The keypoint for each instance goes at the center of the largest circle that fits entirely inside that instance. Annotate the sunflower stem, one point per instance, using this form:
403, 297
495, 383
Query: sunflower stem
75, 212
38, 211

━━━━━━━━━━━━━━━━━━━━━━━━━━━━━━

- [Brief]: Copy all the lines of the entries above, requests included. Shift every point coordinate in the answers by -22, and leave the numbers in the requests unchanged.

- [Solution to this problem]:
The keypoint for each instance goes at the center of the largest circle that fits entirely inside that instance. Annotate the sunflower stem, one point per instance, using this form:
403, 297
495, 383
Query: sunflower stem
53, 190
16, 189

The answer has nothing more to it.